__YOUR TASK__
Count the lines in the records below that contain the string "rock", with case counting, and reply with only that number.

-- begin RECORDS SUPPLIED --

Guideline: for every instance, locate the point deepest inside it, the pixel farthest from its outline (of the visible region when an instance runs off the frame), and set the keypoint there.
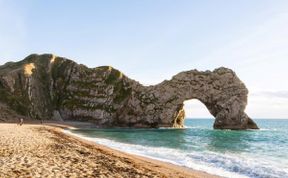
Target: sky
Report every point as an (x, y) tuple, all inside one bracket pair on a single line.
[(152, 40)]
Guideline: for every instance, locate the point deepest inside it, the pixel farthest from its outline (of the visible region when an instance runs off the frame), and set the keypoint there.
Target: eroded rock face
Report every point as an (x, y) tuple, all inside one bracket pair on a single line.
[(50, 87)]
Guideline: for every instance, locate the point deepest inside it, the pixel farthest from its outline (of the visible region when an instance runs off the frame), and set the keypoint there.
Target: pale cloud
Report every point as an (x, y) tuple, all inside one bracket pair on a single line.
[(12, 31)]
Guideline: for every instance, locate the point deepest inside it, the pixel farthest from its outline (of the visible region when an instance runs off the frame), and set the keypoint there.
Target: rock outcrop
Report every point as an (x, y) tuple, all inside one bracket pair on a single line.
[(50, 87)]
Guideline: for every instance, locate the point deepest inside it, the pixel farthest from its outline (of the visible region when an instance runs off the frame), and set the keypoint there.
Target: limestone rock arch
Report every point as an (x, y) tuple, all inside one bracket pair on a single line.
[(221, 91)]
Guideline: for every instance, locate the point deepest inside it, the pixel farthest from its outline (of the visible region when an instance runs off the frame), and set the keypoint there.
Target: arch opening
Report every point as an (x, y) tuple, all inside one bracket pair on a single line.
[(195, 109)]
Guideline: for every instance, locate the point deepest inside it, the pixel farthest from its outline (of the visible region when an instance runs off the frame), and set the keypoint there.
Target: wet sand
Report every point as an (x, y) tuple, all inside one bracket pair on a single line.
[(33, 150)]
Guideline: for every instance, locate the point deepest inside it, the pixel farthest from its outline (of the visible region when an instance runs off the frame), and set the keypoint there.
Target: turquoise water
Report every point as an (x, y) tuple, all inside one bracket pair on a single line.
[(252, 153)]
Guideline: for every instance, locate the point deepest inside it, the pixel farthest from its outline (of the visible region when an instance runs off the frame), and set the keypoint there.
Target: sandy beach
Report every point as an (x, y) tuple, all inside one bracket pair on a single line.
[(35, 150)]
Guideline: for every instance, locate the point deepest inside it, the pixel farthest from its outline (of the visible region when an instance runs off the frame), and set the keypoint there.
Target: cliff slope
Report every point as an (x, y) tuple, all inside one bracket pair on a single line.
[(50, 87)]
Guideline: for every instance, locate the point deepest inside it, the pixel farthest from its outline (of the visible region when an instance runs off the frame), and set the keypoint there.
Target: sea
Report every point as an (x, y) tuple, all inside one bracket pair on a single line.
[(227, 153)]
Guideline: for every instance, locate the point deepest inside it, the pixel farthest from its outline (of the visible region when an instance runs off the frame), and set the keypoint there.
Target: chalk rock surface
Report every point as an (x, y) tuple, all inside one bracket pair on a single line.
[(50, 87)]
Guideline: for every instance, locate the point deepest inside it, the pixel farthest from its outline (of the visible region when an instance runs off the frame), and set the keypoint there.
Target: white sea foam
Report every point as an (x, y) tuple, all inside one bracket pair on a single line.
[(204, 162)]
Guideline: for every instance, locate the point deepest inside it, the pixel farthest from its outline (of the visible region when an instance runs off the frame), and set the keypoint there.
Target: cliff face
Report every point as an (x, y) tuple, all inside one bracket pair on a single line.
[(50, 87)]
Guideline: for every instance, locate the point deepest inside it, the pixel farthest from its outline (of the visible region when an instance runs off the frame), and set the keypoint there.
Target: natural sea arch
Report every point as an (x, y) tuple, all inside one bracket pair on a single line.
[(195, 109), (221, 91)]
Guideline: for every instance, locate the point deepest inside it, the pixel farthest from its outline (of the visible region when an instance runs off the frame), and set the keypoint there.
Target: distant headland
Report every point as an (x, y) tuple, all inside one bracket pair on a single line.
[(55, 88)]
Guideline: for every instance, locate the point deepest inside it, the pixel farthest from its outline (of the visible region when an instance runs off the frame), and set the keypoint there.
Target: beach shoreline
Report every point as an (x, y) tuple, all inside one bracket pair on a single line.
[(81, 157)]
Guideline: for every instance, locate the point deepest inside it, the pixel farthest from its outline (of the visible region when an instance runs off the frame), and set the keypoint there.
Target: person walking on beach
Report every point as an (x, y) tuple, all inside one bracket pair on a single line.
[(21, 121)]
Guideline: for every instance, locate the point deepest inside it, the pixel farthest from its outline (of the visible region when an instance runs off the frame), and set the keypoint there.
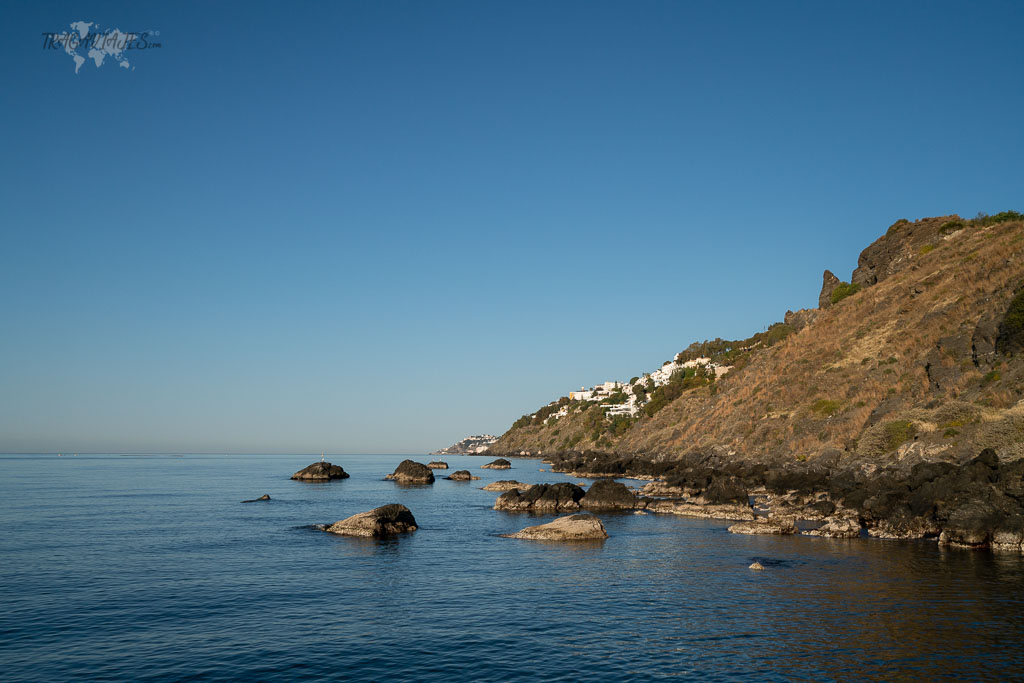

-- end RECORDS SUPPLIED --

__SOLUTION FOR THIS EXERCISE__
4